Timothy Woods
Published by Timothy Woods
Last Updated On: April 25, 2022

Pork ribs are a tasty treat, whether flame-grilled, oven-baked, or cooked to perfection in a smoker!

You may hear different terms bandied about concerning ribs, such as spare ribs and St. Louis ribs. What are these ribs, and what’s the difference?

Our smoking experts have the answer!

Quick Summary

  • Understanding the different rib types is useful since the ribs can influence the cooking or smoking process and the level of difficulty required for a perfect outcome. 
  • The differences between spare ribs and St. Louis ribs are not huge, but they can affect the cooking experience.

What Is The Difference Between Spare Ribs & St. Louis Ribs?

variety of spare ribs

You may be surprised to find out that there is little difference between spare ribs and St. Louis ribs and wonder why it is necessary to make a distinction between the two cuts.

These two rib cuts don’t only come from the same animal, the pig, but they come from the same cut from the pig.

Where Do Spare Ribs Come From?

Spare ribs are cut from the lower rib cage of the pig, near the sternum of the pig.

This is close to the region of the belly where bacon is traditionally cut from.

This results in a meatier rib cut and more flavorful meat that can absorb more flavor from the smoking process.

Spare ribs are characterized by a good layer of meat on top of the ribs as well as between the rib bones, resulting in a juicier finish when cooked.

Spare ribs are a relatively large cut, usually with between 11 and 13 large rib bones included in the full cut.

• [THINGS TO DO]:
[1] Reproduce the portion of the pork ribs article that begins with the words containing "Quick Summary" and ends with "the cooking experience.".
[2] In the pork ribs article, how many rib bones does a full cut of spare ribs usually include?

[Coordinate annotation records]
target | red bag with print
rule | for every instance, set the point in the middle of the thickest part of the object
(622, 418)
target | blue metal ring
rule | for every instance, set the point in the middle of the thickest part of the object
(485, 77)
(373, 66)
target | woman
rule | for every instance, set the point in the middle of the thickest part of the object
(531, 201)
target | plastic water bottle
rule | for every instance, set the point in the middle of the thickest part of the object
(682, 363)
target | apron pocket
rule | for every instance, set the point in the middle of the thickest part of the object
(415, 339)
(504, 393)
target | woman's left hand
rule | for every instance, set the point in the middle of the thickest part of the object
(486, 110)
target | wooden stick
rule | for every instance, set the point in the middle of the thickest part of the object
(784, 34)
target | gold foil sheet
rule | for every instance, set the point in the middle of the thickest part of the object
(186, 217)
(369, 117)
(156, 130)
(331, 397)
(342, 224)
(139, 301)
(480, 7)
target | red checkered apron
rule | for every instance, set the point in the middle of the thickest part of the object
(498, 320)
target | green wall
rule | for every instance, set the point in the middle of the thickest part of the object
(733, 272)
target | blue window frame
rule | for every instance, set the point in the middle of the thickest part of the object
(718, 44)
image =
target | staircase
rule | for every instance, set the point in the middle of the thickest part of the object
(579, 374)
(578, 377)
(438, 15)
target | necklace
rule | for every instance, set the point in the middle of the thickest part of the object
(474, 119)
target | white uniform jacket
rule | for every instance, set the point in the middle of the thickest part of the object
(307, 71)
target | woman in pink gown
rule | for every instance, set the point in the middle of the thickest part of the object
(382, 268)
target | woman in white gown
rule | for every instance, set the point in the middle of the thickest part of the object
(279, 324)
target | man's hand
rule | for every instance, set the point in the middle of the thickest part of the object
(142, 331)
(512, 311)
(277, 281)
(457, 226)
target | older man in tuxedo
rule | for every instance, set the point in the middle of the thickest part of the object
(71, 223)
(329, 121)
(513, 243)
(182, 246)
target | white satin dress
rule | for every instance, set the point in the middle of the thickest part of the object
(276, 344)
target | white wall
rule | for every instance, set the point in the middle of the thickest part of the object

• [THE RESPONSES]:
[1]
Quick Summary

  • Understanding the different rib types is useful since the ribs can influence the cooking or smoking process and the level of difficulty required for a perfect outcome. 
  • The differences between spare ribs and St. Louis ribs are not huge, but they can affect the cooking experience.

[2] Between 11 and 13 large rib bones.